EXERCISE PROMPT: Print each record below word for word.

★ ★ ★ ★ ★ ★ ★

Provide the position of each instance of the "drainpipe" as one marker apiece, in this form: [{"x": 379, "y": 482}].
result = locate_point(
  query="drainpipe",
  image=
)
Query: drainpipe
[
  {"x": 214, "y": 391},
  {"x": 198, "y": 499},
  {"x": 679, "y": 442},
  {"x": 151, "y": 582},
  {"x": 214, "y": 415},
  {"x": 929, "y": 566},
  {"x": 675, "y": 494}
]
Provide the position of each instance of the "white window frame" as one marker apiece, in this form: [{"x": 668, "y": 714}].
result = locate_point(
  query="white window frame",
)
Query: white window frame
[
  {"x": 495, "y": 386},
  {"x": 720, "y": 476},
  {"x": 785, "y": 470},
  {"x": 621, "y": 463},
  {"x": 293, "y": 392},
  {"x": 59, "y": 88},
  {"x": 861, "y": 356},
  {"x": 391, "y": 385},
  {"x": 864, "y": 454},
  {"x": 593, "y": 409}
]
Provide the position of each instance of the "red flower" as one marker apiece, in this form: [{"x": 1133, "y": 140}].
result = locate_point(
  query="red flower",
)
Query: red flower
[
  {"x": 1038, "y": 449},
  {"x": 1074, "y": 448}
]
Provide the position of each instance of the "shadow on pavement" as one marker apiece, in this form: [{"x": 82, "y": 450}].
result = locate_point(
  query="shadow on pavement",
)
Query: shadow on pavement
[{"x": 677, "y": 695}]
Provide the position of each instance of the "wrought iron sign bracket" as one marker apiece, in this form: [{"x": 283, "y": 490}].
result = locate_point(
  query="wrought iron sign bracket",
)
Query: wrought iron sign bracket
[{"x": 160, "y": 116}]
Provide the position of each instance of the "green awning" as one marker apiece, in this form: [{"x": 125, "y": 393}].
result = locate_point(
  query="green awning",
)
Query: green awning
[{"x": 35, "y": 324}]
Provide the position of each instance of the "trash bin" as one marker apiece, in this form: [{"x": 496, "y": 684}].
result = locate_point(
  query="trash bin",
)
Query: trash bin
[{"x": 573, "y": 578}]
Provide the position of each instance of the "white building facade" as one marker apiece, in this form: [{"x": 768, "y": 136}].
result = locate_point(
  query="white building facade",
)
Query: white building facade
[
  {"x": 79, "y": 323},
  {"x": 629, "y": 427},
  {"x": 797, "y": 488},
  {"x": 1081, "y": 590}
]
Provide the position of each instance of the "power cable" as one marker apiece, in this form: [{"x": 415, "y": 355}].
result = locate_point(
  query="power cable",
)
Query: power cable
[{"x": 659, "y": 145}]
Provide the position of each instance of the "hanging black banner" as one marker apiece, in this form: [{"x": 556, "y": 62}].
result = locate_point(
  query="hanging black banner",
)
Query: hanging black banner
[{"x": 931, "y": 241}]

★ ★ ★ ★ ★ ★ ★

TASK RESPONSE:
Provide the position of each instance of the "drainpipe" as one marker apiece, in this form: [{"x": 379, "y": 482}].
result = locate_point(
  query="drainpipe",
  image=
)
Query: drainpipe
[
  {"x": 214, "y": 391},
  {"x": 198, "y": 499},
  {"x": 679, "y": 442},
  {"x": 151, "y": 582},
  {"x": 214, "y": 415},
  {"x": 929, "y": 566},
  {"x": 675, "y": 494}
]
Provide the position of each instance of the "white window frame" as one marker apiece, in this form: [{"x": 668, "y": 714}].
result = locate_point(
  query="white window frame",
)
Query: white window frame
[
  {"x": 495, "y": 386},
  {"x": 720, "y": 476},
  {"x": 785, "y": 470},
  {"x": 621, "y": 463},
  {"x": 293, "y": 392},
  {"x": 59, "y": 88},
  {"x": 861, "y": 356},
  {"x": 391, "y": 385},
  {"x": 864, "y": 454},
  {"x": 593, "y": 409}
]
Provide the position of each instance of the "red flower" as one marker apiece, in this form: [{"x": 1133, "y": 140}].
result = locate_point(
  query="red flower",
)
Query: red flower
[
  {"x": 1038, "y": 449},
  {"x": 1074, "y": 448}
]
Provide the position of each instance of the "shadow on pavement" as one marker apiece, in this form: [{"x": 82, "y": 450}].
result = locate_point(
  query="shadow on pavement",
)
Query: shadow on pavement
[{"x": 677, "y": 695}]
Provide the position of each instance of the "wrought iron sign bracket" as one marker apiece, in this form: [{"x": 283, "y": 490}].
result = locate_point(
  query="wrought iron sign bracket",
)
Query: wrought iron sign bracket
[{"x": 160, "y": 116}]
Provide the position of each instance of the "green awning" as one marker apiece, in this form: [{"x": 125, "y": 393}].
result = locate_point(
  query="green awning",
)
Query: green awning
[{"x": 35, "y": 324}]
Provide the position of each instance of the "trash bin" as one marker apiece, in this form: [{"x": 496, "y": 684}].
result = locate_point(
  query="trash bin",
)
Query: trash bin
[{"x": 573, "y": 578}]
Provide the position of each instance of the "white building facade" as one marker apiece, in this form: [{"x": 768, "y": 136}].
result = locate_point(
  query="white building facade",
)
Query: white building facade
[
  {"x": 79, "y": 323},
  {"x": 629, "y": 427},
  {"x": 797, "y": 488},
  {"x": 1081, "y": 590}
]
Provide the position of each instance of the "power cable" as one marker apiece, in this form: [{"x": 415, "y": 355}].
result = locate_point(
  query="power cable",
)
Query: power cable
[{"x": 659, "y": 145}]
Provide the position of each instance of the "hanging black banner" as one marker apiece, in this form: [{"x": 556, "y": 62}].
result = locate_point(
  query="hanging black banner",
)
Query: hanging black banner
[{"x": 931, "y": 241}]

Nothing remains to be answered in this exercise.